[Saved entries]

^^^^

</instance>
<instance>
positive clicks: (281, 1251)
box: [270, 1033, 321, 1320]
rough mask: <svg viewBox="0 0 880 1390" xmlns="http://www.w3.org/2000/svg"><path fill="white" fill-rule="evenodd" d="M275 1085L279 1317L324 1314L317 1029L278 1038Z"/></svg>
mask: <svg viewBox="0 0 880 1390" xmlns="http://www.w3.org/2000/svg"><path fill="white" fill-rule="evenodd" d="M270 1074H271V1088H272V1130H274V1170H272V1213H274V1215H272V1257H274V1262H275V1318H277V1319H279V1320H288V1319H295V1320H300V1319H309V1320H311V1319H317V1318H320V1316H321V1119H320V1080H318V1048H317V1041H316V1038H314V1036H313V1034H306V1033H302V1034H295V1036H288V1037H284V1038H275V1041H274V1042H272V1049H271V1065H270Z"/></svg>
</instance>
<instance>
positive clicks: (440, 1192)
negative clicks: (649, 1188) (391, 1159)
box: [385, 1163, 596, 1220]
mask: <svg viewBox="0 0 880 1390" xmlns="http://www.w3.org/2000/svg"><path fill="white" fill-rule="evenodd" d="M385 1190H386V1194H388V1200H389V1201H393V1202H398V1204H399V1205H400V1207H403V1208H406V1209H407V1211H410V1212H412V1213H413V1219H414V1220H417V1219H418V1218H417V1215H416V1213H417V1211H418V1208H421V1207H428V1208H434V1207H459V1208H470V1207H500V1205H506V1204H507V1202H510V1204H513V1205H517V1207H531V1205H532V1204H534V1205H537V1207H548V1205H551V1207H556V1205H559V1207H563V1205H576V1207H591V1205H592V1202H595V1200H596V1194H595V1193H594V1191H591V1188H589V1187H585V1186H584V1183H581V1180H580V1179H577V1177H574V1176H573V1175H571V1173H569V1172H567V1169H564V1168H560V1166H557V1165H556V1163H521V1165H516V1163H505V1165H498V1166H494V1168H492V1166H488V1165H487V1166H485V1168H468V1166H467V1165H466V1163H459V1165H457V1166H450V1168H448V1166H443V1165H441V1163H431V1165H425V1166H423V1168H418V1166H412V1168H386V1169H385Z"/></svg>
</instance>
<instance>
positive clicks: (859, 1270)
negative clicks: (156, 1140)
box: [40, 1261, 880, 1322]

^^^^

(WHAT TO WORK ON):
Repeat the whole of the data above exactly, keeping every word.

(SOLUTION TO THIS TASK):
</instance>
<instance>
positive clicks: (281, 1251)
box: [270, 1033, 321, 1320]
rough mask: <svg viewBox="0 0 880 1390" xmlns="http://www.w3.org/2000/svg"><path fill="white" fill-rule="evenodd" d="M275 1085L279 1317L324 1314L317 1029L278 1038Z"/></svg>
mask: <svg viewBox="0 0 880 1390" xmlns="http://www.w3.org/2000/svg"><path fill="white" fill-rule="evenodd" d="M270 1074H271V1088H272V1130H274V1170H272V1213H274V1215H272V1257H274V1262H275V1318H277V1319H279V1320H288V1319H295V1320H300V1319H309V1320H311V1319H317V1318H320V1316H321V1119H320V1080H318V1048H317V1041H316V1038H314V1036H313V1034H306V1033H302V1034H295V1036H288V1037H284V1038H275V1041H274V1042H272V1049H271V1065H270Z"/></svg>
</instance>
<instance>
positive clicks: (440, 1192)
negative clicks: (649, 1188) (391, 1159)
box: [385, 1163, 596, 1220]
mask: <svg viewBox="0 0 880 1390" xmlns="http://www.w3.org/2000/svg"><path fill="white" fill-rule="evenodd" d="M385 1190H386V1194H388V1200H389V1201H393V1202H398V1204H399V1205H400V1207H403V1208H406V1209H407V1211H410V1212H412V1213H413V1219H414V1220H417V1219H418V1218H417V1215H416V1213H417V1211H418V1208H421V1207H428V1208H434V1207H459V1208H470V1207H500V1205H506V1204H507V1202H510V1204H513V1205H517V1207H531V1205H532V1204H534V1205H537V1207H548V1205H551V1207H556V1205H559V1207H563V1205H576V1207H591V1205H592V1202H595V1200H596V1194H595V1193H594V1191H591V1188H589V1187H585V1186H584V1183H581V1180H580V1179H577V1177H574V1176H573V1175H571V1173H569V1172H567V1169H564V1168H560V1166H557V1165H556V1163H521V1165H516V1163H505V1165H498V1166H494V1168H492V1166H488V1165H487V1166H485V1168H468V1166H467V1165H466V1163H459V1165H457V1166H450V1168H448V1166H443V1165H441V1163H431V1165H425V1166H423V1168H418V1166H412V1168H386V1169H385Z"/></svg>
</instance>
<instance>
positive clicks: (859, 1270)
negative clicks: (156, 1140)
box: [40, 1261, 880, 1322]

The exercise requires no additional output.